◆ SUPPLIED INFORMATION
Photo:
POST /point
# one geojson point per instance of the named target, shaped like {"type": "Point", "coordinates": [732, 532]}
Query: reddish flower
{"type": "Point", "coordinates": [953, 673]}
---
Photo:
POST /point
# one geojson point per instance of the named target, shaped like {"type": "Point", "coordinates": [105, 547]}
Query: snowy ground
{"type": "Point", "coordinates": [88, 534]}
...
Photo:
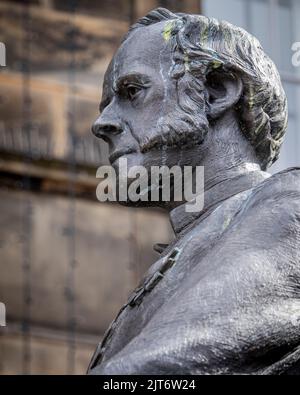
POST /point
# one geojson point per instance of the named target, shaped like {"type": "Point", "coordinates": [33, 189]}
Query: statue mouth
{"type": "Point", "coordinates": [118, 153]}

◆ GOAL OF THE EXERCISE
Locate every line in the records that contains the string "type" and copy each one out in full. Matching is case-sensitive.

◆ EXERCISE OUTPUT
# one geojson point per instance of the named target, shaped like {"type": "Point", "coordinates": [732, 532]}
{"type": "Point", "coordinates": [953, 673]}
# one geojson point per instance of the named target, shaped like {"type": "Point", "coordinates": [105, 547]}
{"type": "Point", "coordinates": [88, 534]}
# one geojson point per instance of the named target, shaped like {"type": "Point", "coordinates": [33, 189]}
{"type": "Point", "coordinates": [118, 153]}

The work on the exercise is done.